--- START Provided passage ---
SECTION 3.1 Absence of Liens.  Each of the Administrator and the Class A Purchaser represents and warrants to the Servicer, the Seller and the Trustee that at the time of delivery of the Class A Certificates to the Trustee described in Section 2.2(d), the Class A Certificates shall not be subject to any lien, pledge or encumbrance created by the Administrator or the Class A Purchaser.
 
4.             CONDITION PRECEDENT
 
SECTION 4.1 Consummation of the Accounts Purchase Agreement.  It shall be a condition precedent to requirement to transfer the Payoff Amount under Section 2.2(d) hereof that the transactions contemplated by the Accounts Purchase Agreement be consummated on the Payoff Date.  If the Servicer does not timely pay the Payoff Amount to the Administrator on the Payoff Date as required by Section 2.2(d) and the other provisions hereof, then the Seller shall
 

 
 

 

cause the Servicer to make an additional payment equal to the interest on the delinquent and unpaid Payoff Amount (or any applicable portion thereof) from the date such payment was due until either (i) such amount is paid in full or (ii) the Business Day following the first Business Day on which the Servicer shall have irrevocably notified the Administrator that the transactions contemplated by the Accounts Purchase Agreement will not be consummated, in either case at a rate equal to the Class A Purchaser’s cost of funds as determined in a commercially reasonable manner by the Administrator and certified to the Servicer.  For the avoidance of doubt, if the transactions contemplated by the Accounts Purchase Agreement are not consummated, the Payoff Amount shall not be due.
--- END Provided passage ---
--- START Stored records ---
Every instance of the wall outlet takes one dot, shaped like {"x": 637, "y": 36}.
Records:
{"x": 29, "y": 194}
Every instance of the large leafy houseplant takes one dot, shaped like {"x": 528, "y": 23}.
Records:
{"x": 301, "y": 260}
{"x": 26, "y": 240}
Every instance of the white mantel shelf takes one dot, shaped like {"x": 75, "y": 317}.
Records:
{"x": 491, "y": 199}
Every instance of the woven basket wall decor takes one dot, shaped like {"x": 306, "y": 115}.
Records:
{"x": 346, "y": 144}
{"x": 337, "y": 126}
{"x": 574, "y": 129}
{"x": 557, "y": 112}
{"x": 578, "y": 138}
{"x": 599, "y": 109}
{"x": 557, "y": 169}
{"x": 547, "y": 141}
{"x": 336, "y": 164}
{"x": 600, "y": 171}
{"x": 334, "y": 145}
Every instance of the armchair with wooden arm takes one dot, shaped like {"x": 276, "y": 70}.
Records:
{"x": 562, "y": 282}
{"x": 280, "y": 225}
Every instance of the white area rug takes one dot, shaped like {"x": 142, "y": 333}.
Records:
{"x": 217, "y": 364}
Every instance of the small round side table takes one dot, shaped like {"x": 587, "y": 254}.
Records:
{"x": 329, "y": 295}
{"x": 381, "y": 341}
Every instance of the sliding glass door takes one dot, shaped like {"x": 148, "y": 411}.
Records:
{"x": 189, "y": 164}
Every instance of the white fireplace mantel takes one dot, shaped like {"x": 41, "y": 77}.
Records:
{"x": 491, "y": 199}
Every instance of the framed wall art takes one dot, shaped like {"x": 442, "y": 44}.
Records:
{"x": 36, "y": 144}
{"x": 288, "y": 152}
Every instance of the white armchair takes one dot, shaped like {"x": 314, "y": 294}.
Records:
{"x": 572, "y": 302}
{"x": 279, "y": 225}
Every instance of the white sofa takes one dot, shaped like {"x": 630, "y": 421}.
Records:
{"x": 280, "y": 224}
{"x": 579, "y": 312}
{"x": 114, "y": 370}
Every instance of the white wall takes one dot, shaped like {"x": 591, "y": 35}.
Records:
--- END Stored records ---
◆ Stated goal 1: In the agreement excerpt on the Class A Certificates and the Payoff Amount, what is the condition precedent to the requirement to transfer the Payoff Amount under Section 2.2(d)?
◆ Stated goal 2: Supply the next part of the agreement excerpt on the Class A Certificates and the Payoff Amount, picking up after its final sentence.

◆ Written reply 1: The transactions contemplated by the Accounts Purchase Agreement must be consummated on the Payoff Date.

◆ Written reply 2:
 
5.             MISCELLANEOUS
 
SECTION 5.1 Further Assurances.  Each of the Class A Purchaser and the Administrator agrees, at the Seller’s expense, to promptly execute and deliver all further instruments and documents, and to take all further actions, that may be necessary or desirable, or that the Seller may reasonably request, to carry out the terms of the Agreement.
 
SECTION 5.2 Governing Law.  THIS AGREEMENT SHALL BE CONSTRUED IN ACCORDANCE WITH THE LAWS OF THE STATE OF NEW YORK WITHOUT REFERENCE TO ITS CONFLICT OF LAW PROVISIONS, AND THE OBLIGATIONS, RIGHTS AND REMEDIES OF THE PARTIES HEREUNDER SHALL BE DETERMINED IN ACCORDANCE WITH SUCH LAWS.
 
SECTION 5.3 No Petition.  (a)  The Seller, the Servicer, the Trustee, the Class B Purchaser, the Class A Purchaser and the Administrator, by entering into this Agreement, hereby covenant and agree that they will not at any time institute against the Trust, or join in any institution against the Trust of, any bankruptcy proceedings under any United States Federal or state bankruptcy or similar law in connection with any obligations relating to the Investor Certificates, this Agreement, the Certificate Purchase Agreement or the Supplement.
 
(b) The Servicer, the Trustee, the Class A Purchaser and the Administrator hereby covenant and agree that they will not at any time institute against the Seller, or join in any institution against the Seller of, any bankruptcy proceedings under any United States Federal or state bankruptcy or similar law in connection with any obligations relating to the Investor Certificates, this Agreement, the Certificate Purchase Agreement or the Supplement.
 
SECTION 5.4 Costs, Expenses and Taxes.  The Seller agrees to pay on demand all reasonable costs and out-of-pocket expenses in connection with the preparation, execution and delivery of this Agreement and the other related documents, including, without limitation, reasonable attorney fees and expenses for the Administrator and Class A Purchaser.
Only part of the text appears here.